Extract:
──────────

I read the words, “Always begin again."


This was said to her by one of the earthly angels that seem to appear in all of our lives to say just what we need to hear when our heart is wedged open enough to let the juicy stuff in.


“Always begin again."


She goes on, “As in have mercy on yourself.  You’ll always lose your way, give up, doubt yourself.  It’s inevitable.  So don’t be surprised by it." 


“Always begin again."


Could this be true, I wondered?  Is it okay to begin again?  To start over?  Should we expect to stop or flounder or hit our heads against the wall?


I know this “starting over” rather intimately.  It seems I spend more time, re-imagining what I want—forever forcing myself to dig even deeper to find my inner mojo to make things happen. I feel I've spent more time declaring what I want rather than having/creating what I want.


I have more journals than you can count and on most of their pages is my messy scrawl cataloging the things I want, the mindset shifts I need to make in order to bring my desires into fruition . . . and always an undercurrent of pessimism and doubt.

──────────

Source material:
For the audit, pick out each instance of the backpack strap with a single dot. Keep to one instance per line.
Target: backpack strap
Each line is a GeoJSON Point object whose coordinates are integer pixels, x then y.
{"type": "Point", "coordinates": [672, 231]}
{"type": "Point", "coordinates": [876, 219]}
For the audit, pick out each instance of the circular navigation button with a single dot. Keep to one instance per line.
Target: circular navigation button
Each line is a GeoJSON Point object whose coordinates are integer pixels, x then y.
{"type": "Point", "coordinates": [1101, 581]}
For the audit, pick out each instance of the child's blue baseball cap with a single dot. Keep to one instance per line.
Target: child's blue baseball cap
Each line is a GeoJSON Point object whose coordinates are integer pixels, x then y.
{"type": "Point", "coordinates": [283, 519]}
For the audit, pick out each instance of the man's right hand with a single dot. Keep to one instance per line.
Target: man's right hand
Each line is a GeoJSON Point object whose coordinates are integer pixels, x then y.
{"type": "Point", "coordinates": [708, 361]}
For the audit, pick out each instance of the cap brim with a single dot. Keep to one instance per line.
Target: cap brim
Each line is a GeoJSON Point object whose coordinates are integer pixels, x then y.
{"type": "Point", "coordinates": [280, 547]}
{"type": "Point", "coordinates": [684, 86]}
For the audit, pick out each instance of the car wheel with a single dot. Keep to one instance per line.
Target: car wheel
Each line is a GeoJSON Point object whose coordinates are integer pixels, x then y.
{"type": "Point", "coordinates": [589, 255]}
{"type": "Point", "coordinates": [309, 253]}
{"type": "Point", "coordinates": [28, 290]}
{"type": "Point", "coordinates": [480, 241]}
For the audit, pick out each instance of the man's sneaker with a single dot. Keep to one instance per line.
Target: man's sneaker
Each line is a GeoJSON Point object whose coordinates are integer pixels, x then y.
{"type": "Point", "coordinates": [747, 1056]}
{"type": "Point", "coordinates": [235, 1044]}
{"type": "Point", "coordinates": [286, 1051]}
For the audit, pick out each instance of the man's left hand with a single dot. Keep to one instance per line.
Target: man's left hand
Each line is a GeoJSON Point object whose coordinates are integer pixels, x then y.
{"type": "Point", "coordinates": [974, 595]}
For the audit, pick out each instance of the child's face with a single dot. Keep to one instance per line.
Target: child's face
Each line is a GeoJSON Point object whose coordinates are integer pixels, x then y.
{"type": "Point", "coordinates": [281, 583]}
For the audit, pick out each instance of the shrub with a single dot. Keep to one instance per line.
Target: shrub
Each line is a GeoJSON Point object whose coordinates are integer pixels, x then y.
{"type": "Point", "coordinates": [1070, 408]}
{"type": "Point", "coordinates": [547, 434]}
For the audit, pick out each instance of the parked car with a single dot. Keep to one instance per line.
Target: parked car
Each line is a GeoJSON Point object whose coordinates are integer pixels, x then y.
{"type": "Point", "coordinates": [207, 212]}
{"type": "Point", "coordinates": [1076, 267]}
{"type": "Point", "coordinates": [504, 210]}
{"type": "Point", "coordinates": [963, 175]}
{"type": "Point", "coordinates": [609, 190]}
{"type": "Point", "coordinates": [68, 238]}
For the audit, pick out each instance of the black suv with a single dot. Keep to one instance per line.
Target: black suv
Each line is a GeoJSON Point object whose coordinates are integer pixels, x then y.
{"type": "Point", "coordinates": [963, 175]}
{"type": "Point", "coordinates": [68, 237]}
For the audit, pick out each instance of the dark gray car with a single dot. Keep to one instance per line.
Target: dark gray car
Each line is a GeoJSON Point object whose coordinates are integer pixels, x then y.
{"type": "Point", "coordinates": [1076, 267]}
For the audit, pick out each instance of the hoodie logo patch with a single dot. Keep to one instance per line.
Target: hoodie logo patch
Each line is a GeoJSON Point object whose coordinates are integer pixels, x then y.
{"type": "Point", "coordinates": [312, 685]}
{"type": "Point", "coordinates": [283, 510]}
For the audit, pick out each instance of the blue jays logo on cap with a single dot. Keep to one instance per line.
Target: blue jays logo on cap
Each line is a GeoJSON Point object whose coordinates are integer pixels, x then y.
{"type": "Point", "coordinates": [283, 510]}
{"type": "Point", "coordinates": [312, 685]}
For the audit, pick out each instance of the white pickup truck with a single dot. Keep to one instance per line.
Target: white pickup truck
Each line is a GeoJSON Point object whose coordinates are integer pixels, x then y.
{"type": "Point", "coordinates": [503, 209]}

──────────

Parts of the exercise:
1. Copy everything in the records from the line containing "For the audit, pick out each instance of the blue" down to the last line of the records.
2. Please carry on the essay about beginning again from where it stops.

The replies:
1.
For the audit, pick out each instance of the blue jays logo on cap with a single dot. Keep to one instance per line.
Target: blue jays logo on cap
Each line is a GeoJSON Point object whose coordinates are integer pixels, x then y.
{"type": "Point", "coordinates": [283, 510]}
{"type": "Point", "coordinates": [312, 685]}
For the audit, pick out each instance of the white pickup truck with a single dot. Keep to one instance per line.
Target: white pickup truck
Each line is a GeoJSON Point object whose coordinates are integer pixels, x then y.
{"type": "Point", "coordinates": [503, 209]}

2.
“Always begin again."


So, I close “Why Bother?” take a dip in the pool because it’s HOT and then return to my lounge chair. 


“Always begin again."


Is it possible what I call “fits and starts” is really the way things go down for most people?  Could it be I’ve been romanticizing living ON PURPOSE,  believing that, if I was doing it right, meant I was flowing through life on a seamless, effortless ride?


What if sputtering and choking out is normal?  What if second guessing and having low times and re-calibrating is part of the journey?  


“Always begin again."


What would life be like if I quit judging the part of me that all too often has to sit down and ask myself the same questions over and over again?


Questions like, “What do I really want?”  Why do I want this?  What am I willing to do to have what I want?  How can I love myself more deeply and allow what I desire to come in?  What do I have to offer the world?  Why is it important for me to share my gifts?


“Always begin again."


Asking these questions is rarely easy.  In truth, I roll my eyes every time I sit down with yet a new journal to answer these questions . . . again.  I’m 57 and have been doing this same dance for longer than I can remember.  Most days I just want to scream, “I WANT THE LIFE I WANT RIGHT NOW, for God’s sake!!!”


Sitting down and writing the same things over and over and over brings up my inner critic (who I’ve named Sasha) who, in her best snarky voice, chastises me for not having gotten the things I’ve been writing down for the last 30 years.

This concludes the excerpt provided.